- WORK INSTRUCTIONS
Search the material below for the word "Find" and copy every line in which it occurs.

- DATA LISTING
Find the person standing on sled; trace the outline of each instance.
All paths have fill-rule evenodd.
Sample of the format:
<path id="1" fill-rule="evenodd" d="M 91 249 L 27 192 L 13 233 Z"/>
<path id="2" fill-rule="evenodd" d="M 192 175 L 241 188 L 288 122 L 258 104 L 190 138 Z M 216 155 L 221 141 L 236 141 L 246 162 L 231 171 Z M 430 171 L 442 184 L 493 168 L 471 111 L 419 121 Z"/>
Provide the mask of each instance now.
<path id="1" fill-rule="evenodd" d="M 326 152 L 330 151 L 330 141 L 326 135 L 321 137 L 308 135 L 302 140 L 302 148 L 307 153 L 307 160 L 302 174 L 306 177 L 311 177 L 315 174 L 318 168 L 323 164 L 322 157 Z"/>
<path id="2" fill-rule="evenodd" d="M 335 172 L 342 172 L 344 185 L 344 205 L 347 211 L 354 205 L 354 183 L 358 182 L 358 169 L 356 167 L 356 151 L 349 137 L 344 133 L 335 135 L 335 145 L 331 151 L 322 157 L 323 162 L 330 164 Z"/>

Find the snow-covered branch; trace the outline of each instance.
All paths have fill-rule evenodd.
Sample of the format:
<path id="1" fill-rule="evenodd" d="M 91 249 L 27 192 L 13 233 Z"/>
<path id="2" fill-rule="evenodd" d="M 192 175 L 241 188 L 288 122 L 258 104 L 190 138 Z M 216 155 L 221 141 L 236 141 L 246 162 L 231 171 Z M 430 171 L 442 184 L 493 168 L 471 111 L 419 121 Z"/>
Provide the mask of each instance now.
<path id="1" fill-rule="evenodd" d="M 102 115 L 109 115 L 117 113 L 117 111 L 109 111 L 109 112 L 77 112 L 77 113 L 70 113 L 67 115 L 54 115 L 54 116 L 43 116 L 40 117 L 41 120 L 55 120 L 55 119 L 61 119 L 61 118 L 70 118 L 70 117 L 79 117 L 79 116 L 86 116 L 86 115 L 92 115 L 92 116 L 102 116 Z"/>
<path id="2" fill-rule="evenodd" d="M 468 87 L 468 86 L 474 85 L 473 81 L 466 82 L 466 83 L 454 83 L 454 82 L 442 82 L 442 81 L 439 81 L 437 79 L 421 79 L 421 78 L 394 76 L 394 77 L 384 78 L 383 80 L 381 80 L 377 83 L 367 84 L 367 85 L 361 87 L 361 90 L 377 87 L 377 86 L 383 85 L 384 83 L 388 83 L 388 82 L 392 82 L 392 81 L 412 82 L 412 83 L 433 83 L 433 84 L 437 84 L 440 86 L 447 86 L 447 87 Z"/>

- EXPECTED OUTPUT
Find the person standing on sled; trace the outline of each instance.
Find the snow-covered branch; trace the outline of each instance.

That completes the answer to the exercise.